Photo-based referring expression data
• • • • • • •

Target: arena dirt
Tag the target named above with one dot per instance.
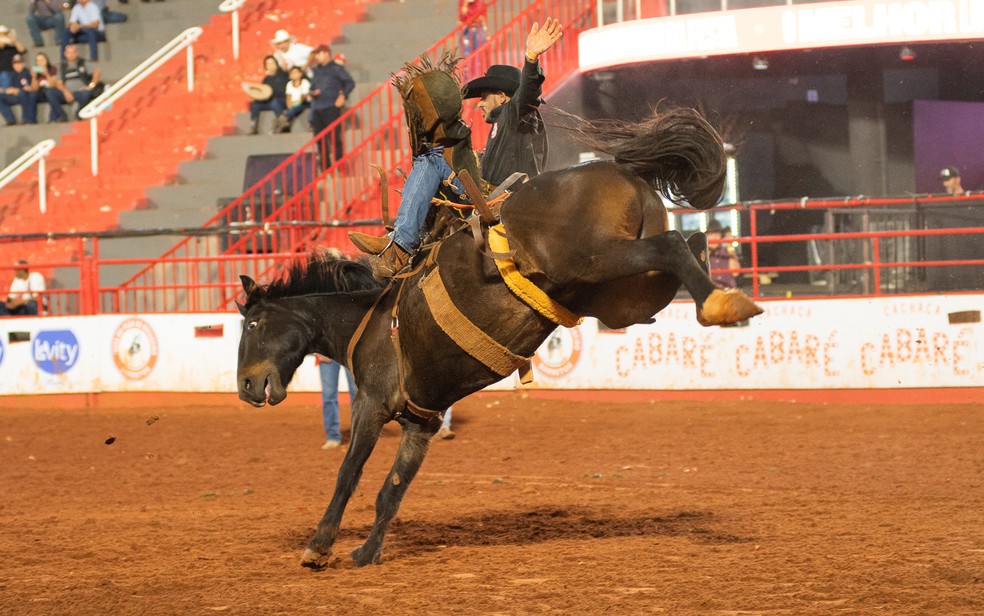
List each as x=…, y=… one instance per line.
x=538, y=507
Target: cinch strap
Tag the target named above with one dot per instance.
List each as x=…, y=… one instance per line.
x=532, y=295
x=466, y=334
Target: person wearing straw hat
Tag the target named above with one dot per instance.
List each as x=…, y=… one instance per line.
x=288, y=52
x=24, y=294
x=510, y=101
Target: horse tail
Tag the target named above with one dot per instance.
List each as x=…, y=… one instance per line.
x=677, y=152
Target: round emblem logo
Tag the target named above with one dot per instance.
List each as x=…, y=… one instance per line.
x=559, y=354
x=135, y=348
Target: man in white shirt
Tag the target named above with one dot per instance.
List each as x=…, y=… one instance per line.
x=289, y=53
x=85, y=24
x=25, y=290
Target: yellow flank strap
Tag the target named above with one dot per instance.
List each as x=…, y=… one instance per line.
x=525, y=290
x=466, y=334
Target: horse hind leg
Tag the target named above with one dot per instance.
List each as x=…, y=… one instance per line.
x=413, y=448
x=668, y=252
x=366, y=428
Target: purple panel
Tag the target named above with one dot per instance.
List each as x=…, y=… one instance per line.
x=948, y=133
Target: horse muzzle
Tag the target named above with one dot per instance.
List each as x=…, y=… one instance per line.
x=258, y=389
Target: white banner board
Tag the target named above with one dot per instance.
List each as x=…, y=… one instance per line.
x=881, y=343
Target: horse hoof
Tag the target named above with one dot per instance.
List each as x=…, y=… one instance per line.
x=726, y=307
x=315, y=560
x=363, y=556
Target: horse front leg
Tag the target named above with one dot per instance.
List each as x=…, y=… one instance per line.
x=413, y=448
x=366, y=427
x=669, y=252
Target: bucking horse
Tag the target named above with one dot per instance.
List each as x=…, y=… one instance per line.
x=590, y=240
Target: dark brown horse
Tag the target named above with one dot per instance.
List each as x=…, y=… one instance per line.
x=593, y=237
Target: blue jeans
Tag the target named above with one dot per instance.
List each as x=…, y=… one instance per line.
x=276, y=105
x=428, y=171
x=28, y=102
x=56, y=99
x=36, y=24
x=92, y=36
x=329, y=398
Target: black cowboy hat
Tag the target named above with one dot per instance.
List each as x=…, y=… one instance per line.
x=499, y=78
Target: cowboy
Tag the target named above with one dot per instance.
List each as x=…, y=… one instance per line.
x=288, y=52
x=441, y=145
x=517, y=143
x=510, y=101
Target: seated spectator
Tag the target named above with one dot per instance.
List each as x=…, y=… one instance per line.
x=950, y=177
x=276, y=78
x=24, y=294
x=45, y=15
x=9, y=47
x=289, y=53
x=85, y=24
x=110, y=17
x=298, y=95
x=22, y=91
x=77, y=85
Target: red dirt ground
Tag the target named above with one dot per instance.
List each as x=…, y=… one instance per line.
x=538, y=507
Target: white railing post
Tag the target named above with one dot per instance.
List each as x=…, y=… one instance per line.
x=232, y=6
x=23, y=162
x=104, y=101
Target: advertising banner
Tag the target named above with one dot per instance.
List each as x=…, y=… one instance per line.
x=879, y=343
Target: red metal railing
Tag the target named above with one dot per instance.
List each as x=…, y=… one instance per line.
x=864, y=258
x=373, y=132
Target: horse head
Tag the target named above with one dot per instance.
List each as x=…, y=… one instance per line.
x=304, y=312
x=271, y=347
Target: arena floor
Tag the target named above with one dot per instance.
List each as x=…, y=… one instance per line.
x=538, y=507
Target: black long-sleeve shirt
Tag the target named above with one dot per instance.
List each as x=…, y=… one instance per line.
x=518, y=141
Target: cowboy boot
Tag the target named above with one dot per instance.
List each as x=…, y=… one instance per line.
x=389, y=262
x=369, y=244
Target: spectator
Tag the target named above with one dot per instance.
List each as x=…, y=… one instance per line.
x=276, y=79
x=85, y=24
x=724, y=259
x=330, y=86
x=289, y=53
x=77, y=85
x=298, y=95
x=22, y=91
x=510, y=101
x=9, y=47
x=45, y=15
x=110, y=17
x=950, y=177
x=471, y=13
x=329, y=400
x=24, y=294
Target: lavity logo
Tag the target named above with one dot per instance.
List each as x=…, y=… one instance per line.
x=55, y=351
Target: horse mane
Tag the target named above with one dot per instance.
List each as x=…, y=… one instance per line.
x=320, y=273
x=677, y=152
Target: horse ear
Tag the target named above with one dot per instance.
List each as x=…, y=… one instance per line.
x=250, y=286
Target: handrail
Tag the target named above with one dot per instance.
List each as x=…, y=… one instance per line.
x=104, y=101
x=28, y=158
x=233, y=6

• • • • • • •

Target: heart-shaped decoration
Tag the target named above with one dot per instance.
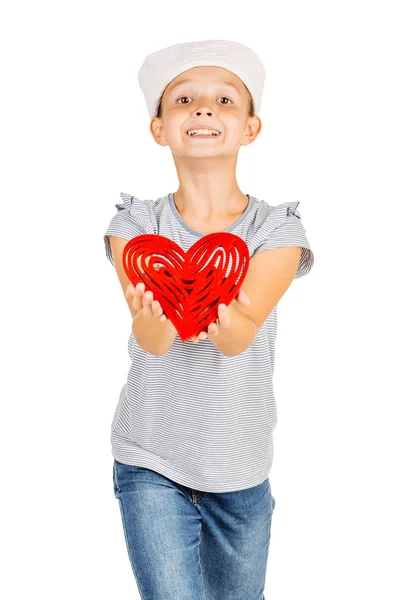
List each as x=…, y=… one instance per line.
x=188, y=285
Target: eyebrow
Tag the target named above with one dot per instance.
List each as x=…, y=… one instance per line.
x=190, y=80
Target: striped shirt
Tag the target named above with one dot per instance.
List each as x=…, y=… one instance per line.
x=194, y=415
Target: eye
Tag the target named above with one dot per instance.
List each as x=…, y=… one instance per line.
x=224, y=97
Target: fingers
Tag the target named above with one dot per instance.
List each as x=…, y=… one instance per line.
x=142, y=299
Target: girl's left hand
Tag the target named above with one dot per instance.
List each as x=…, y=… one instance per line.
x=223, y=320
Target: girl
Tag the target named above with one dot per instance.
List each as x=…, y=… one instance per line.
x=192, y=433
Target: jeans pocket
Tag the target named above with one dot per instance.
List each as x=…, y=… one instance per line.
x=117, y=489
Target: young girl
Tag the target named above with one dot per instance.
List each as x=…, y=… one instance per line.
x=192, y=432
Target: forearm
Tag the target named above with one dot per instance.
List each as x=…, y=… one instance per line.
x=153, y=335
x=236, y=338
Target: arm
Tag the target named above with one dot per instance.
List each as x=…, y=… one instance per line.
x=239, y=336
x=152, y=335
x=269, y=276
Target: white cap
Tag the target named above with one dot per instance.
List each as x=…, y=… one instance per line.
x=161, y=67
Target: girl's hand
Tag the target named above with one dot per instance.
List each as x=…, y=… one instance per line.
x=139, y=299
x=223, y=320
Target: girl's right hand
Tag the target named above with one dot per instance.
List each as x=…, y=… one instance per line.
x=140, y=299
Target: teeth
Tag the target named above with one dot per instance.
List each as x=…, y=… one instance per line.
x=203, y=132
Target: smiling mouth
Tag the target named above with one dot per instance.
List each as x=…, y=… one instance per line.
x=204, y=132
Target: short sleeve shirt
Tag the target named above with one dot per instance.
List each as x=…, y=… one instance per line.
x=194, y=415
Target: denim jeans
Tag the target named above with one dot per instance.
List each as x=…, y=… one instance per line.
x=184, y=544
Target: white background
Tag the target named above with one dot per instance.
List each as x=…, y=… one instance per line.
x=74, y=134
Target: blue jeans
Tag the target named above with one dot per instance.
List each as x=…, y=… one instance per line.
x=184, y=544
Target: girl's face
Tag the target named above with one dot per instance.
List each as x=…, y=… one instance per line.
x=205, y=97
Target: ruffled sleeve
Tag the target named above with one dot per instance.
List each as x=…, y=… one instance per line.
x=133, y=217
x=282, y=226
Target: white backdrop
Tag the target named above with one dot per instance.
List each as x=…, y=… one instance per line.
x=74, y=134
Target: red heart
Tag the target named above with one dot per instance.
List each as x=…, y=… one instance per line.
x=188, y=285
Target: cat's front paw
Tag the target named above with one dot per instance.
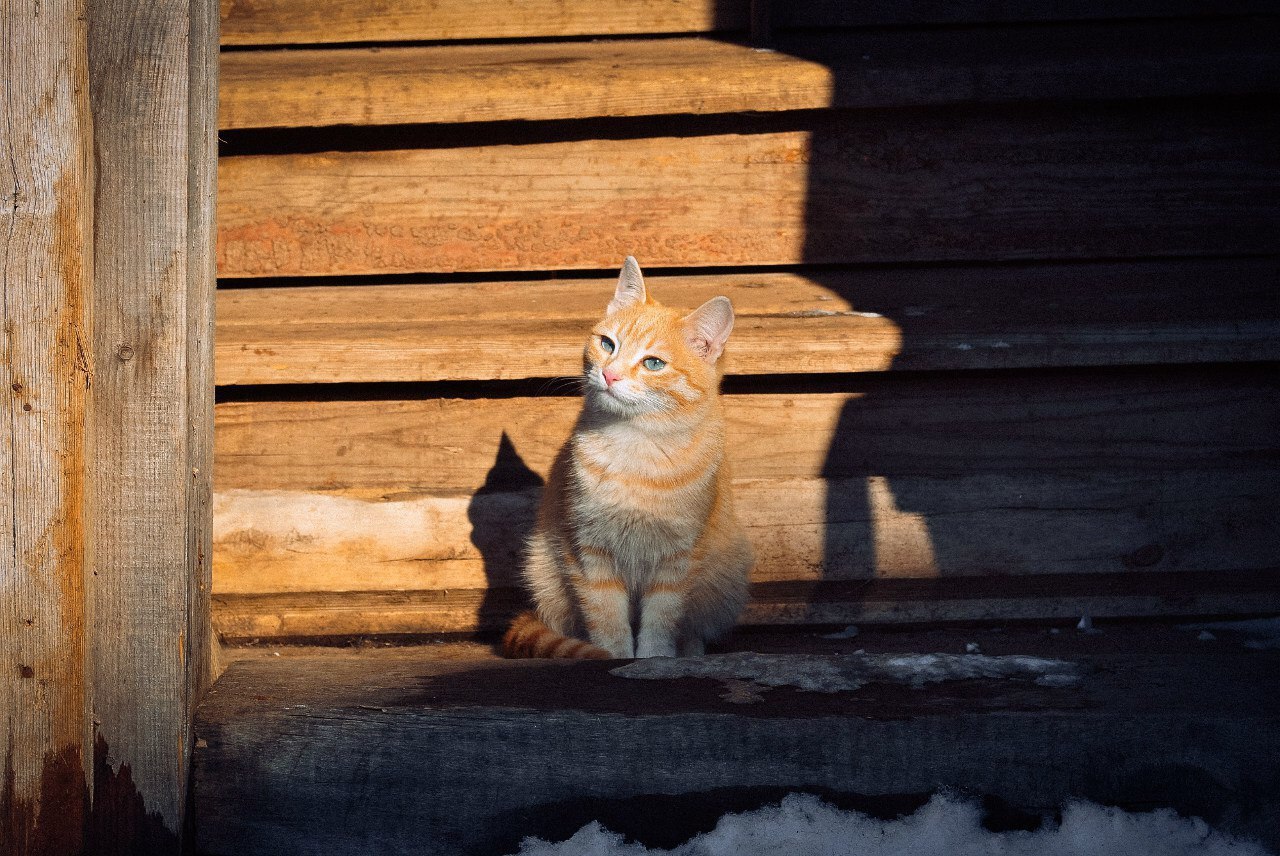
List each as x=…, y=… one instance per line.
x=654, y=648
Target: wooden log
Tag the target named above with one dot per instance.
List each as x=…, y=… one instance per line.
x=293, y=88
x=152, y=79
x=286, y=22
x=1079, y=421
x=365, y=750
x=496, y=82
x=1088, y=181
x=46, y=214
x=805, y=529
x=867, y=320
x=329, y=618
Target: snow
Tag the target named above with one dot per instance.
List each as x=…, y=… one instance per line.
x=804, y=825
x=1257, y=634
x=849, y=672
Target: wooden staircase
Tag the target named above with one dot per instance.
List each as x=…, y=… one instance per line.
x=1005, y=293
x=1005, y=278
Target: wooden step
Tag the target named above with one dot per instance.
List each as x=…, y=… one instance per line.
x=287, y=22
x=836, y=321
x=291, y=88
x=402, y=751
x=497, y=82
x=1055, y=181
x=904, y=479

• • • • • • •

▶ **Work request**
Each line above that contains the word "black" should be returned.

▶ **Response to the task**
Target: black cowboy hat
Target: black long-sleeve shirt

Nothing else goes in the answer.